> **Prompt a**
Reproduce the childminding case study word for word, from "Bristol Standard Case" up to and including "family life better.".

------ Selected text ------

Bristol Standard Case Studies

Nicky began childminding relatively recently after a twenty-year career in nursing, which culminated in her working as a community nurse. Nicky wanted a career that she could feel more autonomy with, being able to control when she worked, took holidays and how she worked. Having a young family Nicky chose childminding, hoping it would complement family life better.

Nicky is a sole provider, working part-time caring for two children each day. She provides a calm and welcoming setting, using the large open plan area of the ground floor of her house to childmind in. There is a wealth of resources which are easily accessible, so the children are able to select their own resources. Nicky has created a cosy corner, which reflects the Communication Friendly Spaces ethos, Nicky explains that the children enjoy using it as a space to relax. As well as having free flow around the ground floor there is direct and level access onto a paved area of the garden, which includes a mud kitchen.

Prior to commencing her Bristol Standard journey Nicky had only been childminding for a few months.   She found the Bristol Standard process to be more in-depth and detailed than she had anticipated ‘I suppose I didn’t know how much was involved in it and how thoroughly it made you look at your setting’.

Nicky explained that the whole process has proved beneficial, enabling her to scrutinise what she already did and considering how to improve on it, especially as she was so new to childminding, she describes this time as ‘a steep learning curve’.  Nicky used the e-submission facility and whilst she initially found this a bit confusing, with the support and help of her husband and Joanne, the Childminding Support Worker, she found it relatively easy ‘Joanne sent me step by step instructions and once I followed those, it was fine.’.

Nicky chose to make switching to a digital system of recording the children’s development a target and this has proved to be the most beneficial target so far. The result of this switch has been that she has less paperwork and consequently more time to spend on other aspects of her business. ‘It’s helped me manage my time better, I found that when I first started childminding I felt that I was trying to get to grips with a huge mound of paperwork, it’s made me cut down on paperwork and made things more manageable’. She feels that the children have benefitted from having a practitioner that knows where they are developmentally, as it’s easier to track their individual progress using the new system ‘The children have benefitted as I’ve had more time to plan and do activities with them’. Nicky explains that another benefit has proved to be improved communications with the children’s parents ‘the parent’s really like it I’ve recently sent out questionnaires to them and had really good feedback on it’.   It has enhanced continuity of care between home and her setting ‘happier parents equals happier children’.

------

> **Prompt b**
Please recast the records below as a JSON list of strings, one string per line and no blank lines, from the first line of the records up to and including the line with "Target: terracotta roof".

------ Information shown ------

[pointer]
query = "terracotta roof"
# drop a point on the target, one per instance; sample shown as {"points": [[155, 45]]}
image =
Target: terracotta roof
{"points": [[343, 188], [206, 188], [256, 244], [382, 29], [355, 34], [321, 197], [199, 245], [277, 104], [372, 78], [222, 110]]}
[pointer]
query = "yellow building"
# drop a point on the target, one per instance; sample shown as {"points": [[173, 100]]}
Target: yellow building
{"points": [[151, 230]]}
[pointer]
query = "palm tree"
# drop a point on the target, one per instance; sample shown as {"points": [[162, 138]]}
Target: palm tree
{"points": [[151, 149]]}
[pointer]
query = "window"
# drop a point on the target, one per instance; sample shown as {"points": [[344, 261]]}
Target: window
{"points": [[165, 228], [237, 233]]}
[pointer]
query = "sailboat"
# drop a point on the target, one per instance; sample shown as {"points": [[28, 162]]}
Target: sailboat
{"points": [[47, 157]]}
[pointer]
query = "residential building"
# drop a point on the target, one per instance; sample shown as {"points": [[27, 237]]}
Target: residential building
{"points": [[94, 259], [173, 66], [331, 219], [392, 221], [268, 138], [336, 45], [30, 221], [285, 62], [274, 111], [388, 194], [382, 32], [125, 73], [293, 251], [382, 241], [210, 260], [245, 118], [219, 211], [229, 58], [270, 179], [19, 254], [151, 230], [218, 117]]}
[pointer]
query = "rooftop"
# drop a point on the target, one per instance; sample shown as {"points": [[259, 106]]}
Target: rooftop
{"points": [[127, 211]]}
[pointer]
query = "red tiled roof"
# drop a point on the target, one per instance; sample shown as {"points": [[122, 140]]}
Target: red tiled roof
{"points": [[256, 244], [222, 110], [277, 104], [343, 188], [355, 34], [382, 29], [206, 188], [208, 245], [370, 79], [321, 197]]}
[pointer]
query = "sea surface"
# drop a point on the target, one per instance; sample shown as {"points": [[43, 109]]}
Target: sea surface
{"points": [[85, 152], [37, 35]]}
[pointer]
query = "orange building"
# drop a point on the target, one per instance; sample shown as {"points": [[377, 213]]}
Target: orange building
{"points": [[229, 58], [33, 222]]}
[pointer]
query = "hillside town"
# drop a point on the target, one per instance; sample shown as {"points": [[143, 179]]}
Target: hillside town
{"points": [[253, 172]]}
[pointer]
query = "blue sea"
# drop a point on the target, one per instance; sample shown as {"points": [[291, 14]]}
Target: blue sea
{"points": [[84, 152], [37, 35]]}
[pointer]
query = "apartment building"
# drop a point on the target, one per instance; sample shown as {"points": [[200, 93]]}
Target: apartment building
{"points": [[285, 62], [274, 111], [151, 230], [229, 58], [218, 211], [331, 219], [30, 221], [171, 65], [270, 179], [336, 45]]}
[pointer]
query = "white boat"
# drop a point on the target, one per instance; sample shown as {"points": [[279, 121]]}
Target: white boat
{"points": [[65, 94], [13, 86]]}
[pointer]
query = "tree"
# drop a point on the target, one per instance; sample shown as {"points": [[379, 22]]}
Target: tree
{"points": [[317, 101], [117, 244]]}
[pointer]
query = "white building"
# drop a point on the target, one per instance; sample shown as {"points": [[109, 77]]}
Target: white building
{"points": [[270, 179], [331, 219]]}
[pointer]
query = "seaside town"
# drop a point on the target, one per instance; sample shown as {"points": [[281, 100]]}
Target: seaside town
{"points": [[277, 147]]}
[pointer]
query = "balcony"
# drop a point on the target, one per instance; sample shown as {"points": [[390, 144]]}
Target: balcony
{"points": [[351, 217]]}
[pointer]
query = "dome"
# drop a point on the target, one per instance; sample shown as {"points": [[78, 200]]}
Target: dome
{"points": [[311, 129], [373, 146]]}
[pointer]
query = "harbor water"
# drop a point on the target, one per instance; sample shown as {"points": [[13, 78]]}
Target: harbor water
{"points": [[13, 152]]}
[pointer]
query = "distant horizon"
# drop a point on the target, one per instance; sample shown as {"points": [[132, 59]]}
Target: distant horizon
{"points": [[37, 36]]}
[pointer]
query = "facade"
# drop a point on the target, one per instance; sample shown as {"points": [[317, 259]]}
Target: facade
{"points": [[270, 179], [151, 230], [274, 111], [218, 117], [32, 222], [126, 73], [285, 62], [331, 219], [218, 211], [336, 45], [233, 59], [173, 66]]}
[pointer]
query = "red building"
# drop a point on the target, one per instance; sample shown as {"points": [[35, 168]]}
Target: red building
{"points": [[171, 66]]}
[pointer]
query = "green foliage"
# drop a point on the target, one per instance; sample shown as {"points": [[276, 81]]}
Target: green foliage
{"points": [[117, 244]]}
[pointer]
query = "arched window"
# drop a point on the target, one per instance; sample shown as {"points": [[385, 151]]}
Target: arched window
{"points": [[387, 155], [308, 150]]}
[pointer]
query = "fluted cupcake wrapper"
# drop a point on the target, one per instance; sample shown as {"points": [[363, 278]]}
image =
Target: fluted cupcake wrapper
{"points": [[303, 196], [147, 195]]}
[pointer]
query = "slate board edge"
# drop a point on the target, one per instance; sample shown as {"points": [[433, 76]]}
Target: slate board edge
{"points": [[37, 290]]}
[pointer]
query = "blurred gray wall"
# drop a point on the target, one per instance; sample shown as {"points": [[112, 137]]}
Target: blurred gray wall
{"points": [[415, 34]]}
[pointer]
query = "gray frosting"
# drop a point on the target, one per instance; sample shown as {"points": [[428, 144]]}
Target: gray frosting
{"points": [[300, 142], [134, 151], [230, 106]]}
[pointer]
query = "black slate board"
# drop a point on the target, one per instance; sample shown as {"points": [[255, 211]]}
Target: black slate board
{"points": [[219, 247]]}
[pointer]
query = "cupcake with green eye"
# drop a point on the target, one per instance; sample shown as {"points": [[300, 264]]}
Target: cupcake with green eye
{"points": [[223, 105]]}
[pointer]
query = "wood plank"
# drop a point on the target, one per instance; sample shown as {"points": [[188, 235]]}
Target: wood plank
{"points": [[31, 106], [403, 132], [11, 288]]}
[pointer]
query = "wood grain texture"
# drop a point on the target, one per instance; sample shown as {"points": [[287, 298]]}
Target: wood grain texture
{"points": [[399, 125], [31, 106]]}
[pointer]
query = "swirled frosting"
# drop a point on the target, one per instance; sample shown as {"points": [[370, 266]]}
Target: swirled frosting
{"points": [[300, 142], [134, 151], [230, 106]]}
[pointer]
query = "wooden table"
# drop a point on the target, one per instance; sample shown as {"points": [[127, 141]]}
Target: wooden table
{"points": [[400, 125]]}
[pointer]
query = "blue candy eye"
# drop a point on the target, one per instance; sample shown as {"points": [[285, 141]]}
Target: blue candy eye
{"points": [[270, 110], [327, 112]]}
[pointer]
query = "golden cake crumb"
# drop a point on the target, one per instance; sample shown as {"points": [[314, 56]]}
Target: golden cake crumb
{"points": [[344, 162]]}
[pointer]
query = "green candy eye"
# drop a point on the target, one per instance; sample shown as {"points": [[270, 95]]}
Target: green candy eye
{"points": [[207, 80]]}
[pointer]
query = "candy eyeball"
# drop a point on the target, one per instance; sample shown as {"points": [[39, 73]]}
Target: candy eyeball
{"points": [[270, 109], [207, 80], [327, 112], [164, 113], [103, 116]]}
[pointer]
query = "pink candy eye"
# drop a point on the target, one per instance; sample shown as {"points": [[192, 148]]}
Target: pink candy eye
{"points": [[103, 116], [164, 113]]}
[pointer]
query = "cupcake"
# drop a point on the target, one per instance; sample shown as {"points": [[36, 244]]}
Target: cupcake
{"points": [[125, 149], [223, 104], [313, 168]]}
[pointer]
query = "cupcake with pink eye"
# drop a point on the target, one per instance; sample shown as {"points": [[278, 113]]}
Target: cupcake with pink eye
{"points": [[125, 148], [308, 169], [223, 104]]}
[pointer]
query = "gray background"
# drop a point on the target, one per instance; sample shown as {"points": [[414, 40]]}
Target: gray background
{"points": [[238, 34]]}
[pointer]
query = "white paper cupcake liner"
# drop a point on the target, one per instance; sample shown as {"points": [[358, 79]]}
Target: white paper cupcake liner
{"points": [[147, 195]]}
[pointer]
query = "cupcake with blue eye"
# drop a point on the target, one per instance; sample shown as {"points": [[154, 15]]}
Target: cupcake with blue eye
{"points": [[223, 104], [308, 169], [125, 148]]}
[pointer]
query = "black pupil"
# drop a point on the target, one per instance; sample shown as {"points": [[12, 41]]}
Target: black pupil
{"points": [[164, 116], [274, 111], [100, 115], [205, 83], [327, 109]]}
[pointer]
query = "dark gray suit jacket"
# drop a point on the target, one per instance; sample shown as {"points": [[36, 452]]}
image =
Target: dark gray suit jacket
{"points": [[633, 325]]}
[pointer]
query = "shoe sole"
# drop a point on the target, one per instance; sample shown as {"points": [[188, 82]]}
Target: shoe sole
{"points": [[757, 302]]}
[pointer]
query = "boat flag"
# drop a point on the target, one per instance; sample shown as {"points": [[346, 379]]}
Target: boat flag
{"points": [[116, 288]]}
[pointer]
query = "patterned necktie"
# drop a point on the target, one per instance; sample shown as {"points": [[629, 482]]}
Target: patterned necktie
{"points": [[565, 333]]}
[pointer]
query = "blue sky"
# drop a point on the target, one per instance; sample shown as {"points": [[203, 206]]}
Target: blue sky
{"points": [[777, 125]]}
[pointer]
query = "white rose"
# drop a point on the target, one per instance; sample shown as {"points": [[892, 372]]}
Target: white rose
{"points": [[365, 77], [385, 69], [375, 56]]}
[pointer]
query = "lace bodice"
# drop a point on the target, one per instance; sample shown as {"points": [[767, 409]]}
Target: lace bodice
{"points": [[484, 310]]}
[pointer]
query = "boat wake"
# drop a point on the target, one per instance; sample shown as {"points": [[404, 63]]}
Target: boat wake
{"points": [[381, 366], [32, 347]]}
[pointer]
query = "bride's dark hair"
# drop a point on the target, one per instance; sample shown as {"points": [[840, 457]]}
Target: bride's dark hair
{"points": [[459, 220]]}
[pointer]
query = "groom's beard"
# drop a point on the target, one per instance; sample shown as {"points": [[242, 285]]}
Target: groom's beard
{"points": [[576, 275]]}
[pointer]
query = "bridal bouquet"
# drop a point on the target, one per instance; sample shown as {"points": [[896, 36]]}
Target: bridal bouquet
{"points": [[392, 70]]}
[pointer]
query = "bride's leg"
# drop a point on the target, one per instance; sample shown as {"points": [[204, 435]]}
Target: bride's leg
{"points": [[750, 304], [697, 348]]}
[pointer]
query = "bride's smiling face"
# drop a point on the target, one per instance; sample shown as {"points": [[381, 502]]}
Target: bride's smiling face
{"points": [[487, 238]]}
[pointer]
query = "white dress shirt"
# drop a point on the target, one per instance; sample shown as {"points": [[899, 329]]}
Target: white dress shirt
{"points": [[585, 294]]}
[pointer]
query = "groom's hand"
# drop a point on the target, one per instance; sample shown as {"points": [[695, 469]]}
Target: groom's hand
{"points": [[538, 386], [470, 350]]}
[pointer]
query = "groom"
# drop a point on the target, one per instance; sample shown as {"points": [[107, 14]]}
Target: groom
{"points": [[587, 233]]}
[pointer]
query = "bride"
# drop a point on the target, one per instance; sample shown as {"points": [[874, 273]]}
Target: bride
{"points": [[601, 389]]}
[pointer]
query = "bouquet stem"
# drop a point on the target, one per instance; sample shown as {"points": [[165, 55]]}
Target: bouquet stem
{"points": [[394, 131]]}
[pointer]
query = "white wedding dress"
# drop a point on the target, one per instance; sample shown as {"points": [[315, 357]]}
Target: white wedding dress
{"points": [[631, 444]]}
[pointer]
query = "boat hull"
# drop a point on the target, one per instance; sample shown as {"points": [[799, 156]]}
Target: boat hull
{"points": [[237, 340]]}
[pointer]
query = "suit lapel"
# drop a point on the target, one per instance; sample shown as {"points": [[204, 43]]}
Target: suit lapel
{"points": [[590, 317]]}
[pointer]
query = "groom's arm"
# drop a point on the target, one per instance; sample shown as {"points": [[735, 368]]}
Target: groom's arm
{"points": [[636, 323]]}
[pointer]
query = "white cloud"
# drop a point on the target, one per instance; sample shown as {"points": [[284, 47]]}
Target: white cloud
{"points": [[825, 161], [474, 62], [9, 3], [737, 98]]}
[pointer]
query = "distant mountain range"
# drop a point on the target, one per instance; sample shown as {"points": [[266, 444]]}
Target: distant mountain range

------

> **Written answer a**
Bristol Standard Case Studies

Nicky began childminding relatively recently after a twenty-year career in nursing, which culminated in her working as a community nurse. Nicky wanted a career that she could feel more autonomy with, being able to control when she worked, took holidays and how she worked. Having a young family Nicky chose childminding, hoping it would complement family life better.

> **Written answer b**
[
  "[pointer]",
  "query = \"terracotta roof\"",
  "# drop a point on the target, one per instance; sample shown as {\"points\": [[155, 45]]}",
  "image =",
  "Target: terracotta roof"
]